Problem description | Put all of the rows below into a numbered list, skipping any blank lines and leaving the pictures out.

Data to use |
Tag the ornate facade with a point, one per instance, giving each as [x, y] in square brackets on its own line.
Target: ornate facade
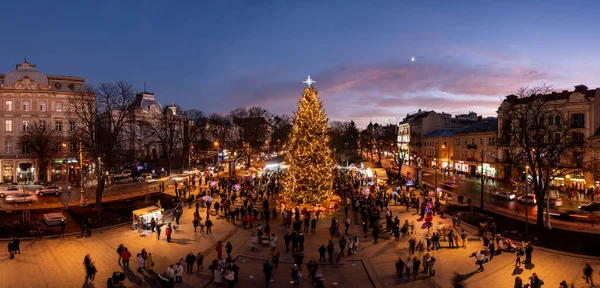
[29, 96]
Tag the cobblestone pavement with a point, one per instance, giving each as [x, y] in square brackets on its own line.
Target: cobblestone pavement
[59, 262]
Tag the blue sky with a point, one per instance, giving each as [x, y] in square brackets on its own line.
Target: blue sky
[219, 55]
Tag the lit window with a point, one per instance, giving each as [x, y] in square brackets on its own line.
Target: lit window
[58, 125]
[8, 105]
[7, 147]
[8, 125]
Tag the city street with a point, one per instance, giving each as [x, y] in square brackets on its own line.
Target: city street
[59, 262]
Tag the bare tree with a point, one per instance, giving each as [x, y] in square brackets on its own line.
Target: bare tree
[167, 131]
[542, 141]
[41, 141]
[102, 116]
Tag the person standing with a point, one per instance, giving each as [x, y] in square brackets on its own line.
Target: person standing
[17, 243]
[587, 273]
[171, 275]
[228, 250]
[125, 255]
[267, 269]
[219, 249]
[63, 225]
[199, 260]
[168, 232]
[322, 250]
[190, 259]
[178, 272]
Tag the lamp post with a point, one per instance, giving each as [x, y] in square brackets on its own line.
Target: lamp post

Exercise answer |
1. Tag the ornate facade with a point, one per instance, giving each as [x, y] in square brackets on its own line.
2. Target: ornate facade
3. [29, 96]
4. Tag the cobblestone pavement with a point, one per instance, giving each as [x, y] in square brackets on its own line.
5. Target: cobblestone pavement
6. [59, 262]
7. Tag the blue sky with a point, one per instance, giving each as [x, y] in square brackets on its own line.
8. Target: blue sky
9. [219, 55]
10. Tag the lit window with a point, one per instance, giving each as [x, y] in square brackets on its own line.
11. Target: lit window
12. [58, 125]
13. [8, 105]
14. [7, 147]
15. [8, 125]
16. Tag the city street with a point, one per instance, giving each as [x, y] in square brackets on its own line.
17. Target: city street
18. [59, 262]
19. Tag the bare tree with a point, one per instance, giving each as [x, y] in square brackets on its own line.
20. Target: bare tree
21. [167, 131]
22. [542, 141]
23. [41, 141]
24. [102, 116]
25. Tag the person standing with a point, one per instance, giving each as [x, y] in square brackets on its own line.
26. Target: person standing
27. [17, 243]
28. [587, 273]
29. [171, 275]
30. [228, 250]
31. [125, 255]
32. [267, 269]
33. [219, 249]
34. [63, 225]
35. [199, 260]
36. [168, 232]
37. [322, 250]
38. [190, 259]
39. [178, 272]
40. Tag the lamp post with a point, one per instance, giving each as [x, y] in square brackets on its own line.
41. Target: lamp post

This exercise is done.